━━━━━ Data rows ━━━━━

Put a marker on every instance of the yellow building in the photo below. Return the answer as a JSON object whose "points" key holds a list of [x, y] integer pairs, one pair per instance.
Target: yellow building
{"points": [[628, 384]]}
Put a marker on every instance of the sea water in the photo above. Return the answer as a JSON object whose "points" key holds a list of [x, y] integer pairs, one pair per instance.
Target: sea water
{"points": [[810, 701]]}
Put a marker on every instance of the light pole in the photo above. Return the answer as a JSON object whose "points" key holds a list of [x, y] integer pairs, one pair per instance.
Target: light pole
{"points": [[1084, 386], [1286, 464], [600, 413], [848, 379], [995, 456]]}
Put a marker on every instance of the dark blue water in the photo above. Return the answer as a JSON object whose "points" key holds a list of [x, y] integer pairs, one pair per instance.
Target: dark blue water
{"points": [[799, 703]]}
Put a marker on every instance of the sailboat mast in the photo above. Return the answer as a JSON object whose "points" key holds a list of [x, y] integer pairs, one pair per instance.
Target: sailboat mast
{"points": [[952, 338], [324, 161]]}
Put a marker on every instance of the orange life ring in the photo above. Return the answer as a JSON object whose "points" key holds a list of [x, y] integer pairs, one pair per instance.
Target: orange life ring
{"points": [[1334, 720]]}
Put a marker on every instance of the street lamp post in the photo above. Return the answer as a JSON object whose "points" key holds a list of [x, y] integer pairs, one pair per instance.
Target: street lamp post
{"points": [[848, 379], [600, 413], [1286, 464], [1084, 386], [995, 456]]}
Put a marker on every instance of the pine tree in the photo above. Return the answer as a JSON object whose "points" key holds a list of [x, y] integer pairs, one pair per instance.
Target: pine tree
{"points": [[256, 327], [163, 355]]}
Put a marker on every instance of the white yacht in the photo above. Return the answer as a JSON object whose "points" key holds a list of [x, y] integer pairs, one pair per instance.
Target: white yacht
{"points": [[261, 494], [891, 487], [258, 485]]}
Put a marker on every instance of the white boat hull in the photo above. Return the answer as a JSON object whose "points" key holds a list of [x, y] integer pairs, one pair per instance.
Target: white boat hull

━━━━━

■ Work to complete ■
Substitute "gray boat hull" for "white boat hull" in the material from the line containing "Put a marker on every instance of the white boat" through the end, leaving everything else unchanged. Give only those lines.

■ Exercise solution ■
Put a marker on every instance of the gray boat hull in the photo above. Return the answer as a JSON object whose "points" key holds a list of [x, y] integer pairs, one pair per instance.
Target: gray boat hull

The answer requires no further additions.